== EXERCISE DETAILS ==
Once you find the line containing "[mark] the white flour", please retype it and every line after it to the end of the entries, exactly and with nothing added.

━━ AVAILABLE RECORDS ━━

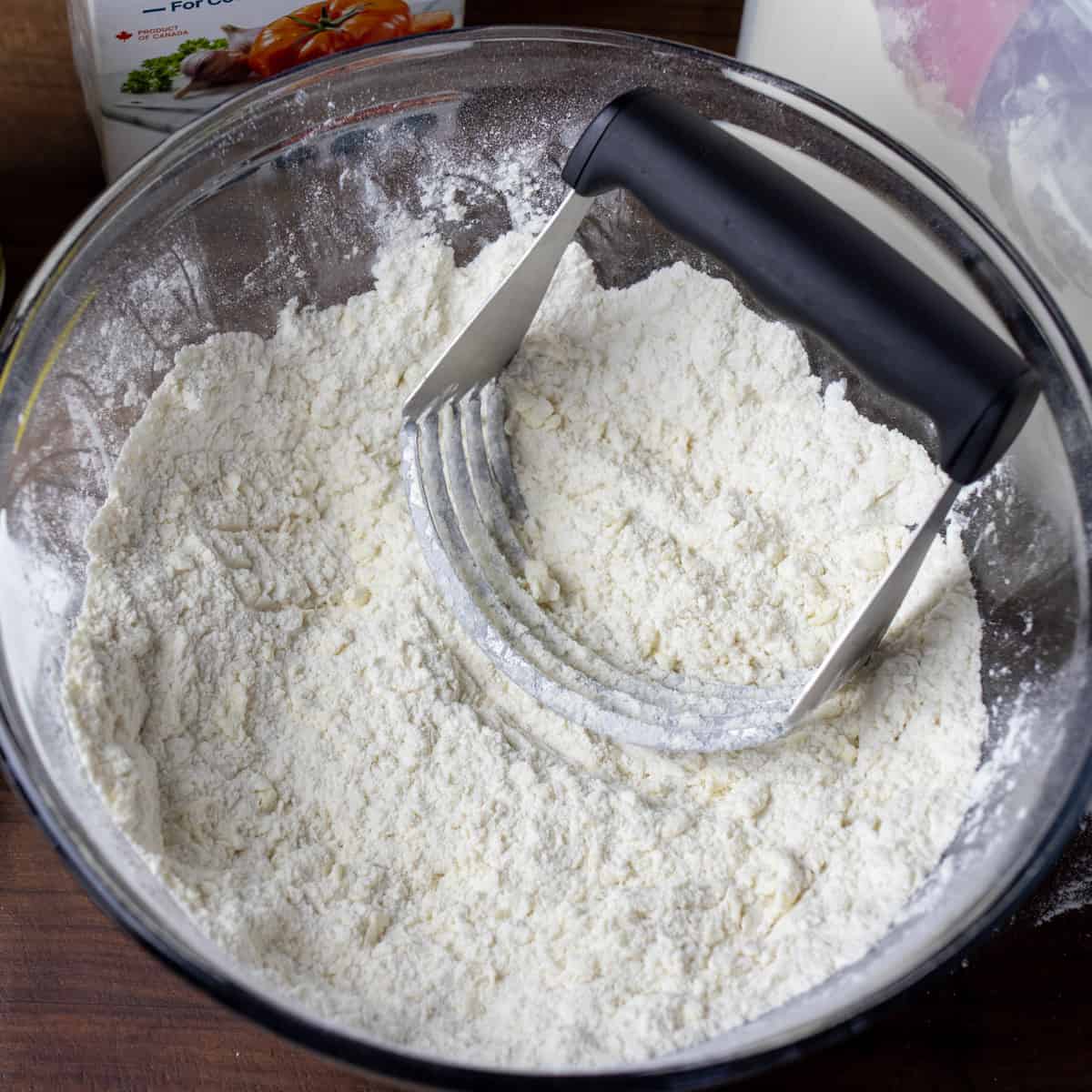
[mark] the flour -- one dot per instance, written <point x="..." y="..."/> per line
<point x="279" y="711"/>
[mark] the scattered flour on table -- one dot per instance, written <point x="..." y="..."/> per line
<point x="283" y="715"/>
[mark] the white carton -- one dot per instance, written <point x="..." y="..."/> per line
<point x="148" y="66"/>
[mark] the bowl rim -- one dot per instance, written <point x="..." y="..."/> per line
<point x="405" y="1066"/>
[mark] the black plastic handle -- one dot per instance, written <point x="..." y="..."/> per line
<point x="814" y="267"/>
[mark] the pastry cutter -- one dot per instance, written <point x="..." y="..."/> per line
<point x="808" y="262"/>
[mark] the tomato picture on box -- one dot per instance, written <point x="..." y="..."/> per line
<point x="150" y="75"/>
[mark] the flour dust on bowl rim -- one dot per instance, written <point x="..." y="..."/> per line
<point x="168" y="256"/>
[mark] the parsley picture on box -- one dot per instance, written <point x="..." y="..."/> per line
<point x="147" y="71"/>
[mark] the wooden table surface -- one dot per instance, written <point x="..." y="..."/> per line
<point x="82" y="1006"/>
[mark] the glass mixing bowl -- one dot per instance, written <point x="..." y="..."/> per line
<point x="282" y="192"/>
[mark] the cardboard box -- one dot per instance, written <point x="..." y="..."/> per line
<point x="150" y="66"/>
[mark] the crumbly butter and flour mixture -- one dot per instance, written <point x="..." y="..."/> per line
<point x="281" y="713"/>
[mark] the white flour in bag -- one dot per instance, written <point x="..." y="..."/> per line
<point x="278" y="709"/>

━━━

== SOLUTION TO THIS EXERCISE ==
[mark] the white flour in bag -- one dot per instance, written <point x="..." y="..."/> per line
<point x="278" y="709"/>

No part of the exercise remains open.